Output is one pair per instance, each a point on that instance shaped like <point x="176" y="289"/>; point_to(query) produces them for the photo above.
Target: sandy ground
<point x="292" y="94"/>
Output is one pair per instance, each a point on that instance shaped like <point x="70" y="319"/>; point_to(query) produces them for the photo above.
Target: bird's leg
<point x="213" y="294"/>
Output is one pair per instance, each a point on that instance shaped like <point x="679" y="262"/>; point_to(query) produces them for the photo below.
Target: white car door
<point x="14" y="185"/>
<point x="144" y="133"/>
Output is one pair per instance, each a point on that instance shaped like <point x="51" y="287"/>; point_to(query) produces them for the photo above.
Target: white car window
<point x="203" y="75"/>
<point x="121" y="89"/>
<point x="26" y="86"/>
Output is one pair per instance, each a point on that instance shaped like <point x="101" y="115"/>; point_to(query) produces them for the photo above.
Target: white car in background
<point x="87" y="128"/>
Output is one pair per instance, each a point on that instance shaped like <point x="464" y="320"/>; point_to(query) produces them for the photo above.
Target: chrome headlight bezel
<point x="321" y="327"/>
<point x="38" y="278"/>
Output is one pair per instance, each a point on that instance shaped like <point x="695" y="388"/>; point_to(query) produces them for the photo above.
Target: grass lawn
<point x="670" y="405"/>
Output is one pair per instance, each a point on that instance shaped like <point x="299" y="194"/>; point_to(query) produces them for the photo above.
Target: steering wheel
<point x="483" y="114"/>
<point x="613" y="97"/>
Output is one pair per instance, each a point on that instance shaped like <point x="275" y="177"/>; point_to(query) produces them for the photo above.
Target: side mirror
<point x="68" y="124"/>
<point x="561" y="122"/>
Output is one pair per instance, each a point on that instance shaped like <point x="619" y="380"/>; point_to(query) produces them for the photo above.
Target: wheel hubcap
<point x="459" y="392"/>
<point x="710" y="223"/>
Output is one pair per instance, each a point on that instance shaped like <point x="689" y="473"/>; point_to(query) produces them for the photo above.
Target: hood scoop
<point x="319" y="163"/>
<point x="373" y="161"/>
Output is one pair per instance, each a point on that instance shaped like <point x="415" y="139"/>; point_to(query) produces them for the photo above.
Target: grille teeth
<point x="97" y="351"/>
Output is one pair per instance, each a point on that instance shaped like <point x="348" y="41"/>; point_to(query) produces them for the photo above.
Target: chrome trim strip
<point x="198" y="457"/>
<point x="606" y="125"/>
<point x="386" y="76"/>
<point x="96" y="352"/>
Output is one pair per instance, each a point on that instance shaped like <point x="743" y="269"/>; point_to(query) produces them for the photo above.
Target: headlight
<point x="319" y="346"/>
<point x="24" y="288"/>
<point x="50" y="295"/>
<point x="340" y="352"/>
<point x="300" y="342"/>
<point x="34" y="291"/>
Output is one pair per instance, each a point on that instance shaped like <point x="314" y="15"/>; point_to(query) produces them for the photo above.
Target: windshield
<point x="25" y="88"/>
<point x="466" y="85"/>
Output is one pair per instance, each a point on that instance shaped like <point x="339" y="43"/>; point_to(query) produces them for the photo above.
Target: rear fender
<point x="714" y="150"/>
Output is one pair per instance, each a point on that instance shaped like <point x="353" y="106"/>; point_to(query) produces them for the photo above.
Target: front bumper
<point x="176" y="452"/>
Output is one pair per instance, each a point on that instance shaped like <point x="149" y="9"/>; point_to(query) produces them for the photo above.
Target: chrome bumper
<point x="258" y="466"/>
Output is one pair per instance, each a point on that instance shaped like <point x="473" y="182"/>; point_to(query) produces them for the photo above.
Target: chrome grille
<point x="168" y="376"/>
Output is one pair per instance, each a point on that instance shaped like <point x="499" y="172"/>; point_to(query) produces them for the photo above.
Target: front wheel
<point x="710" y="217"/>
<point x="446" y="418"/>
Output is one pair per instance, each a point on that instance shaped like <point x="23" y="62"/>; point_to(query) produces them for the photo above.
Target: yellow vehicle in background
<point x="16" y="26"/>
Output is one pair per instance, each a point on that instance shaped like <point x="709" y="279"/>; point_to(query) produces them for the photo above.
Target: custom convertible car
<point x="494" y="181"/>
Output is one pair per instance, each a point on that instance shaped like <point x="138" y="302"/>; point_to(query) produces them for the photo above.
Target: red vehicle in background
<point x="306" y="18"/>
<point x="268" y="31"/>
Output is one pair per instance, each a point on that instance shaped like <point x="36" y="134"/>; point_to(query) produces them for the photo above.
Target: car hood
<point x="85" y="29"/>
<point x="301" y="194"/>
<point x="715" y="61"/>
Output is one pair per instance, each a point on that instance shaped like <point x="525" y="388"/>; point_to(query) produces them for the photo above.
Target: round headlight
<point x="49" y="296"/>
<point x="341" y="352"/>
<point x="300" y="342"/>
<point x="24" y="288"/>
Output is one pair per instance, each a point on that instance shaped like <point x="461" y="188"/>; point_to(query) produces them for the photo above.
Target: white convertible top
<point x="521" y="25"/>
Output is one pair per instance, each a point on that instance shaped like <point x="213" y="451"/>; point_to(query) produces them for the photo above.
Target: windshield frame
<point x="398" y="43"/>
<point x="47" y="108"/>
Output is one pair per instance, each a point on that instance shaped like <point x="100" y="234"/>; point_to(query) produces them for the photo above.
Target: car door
|---|
> _Work to do_:
Pull out every line of the records that contains the string "bumper". Case counts.

> _Solved exercise_:
Target: front bumper
Target: chrome bumper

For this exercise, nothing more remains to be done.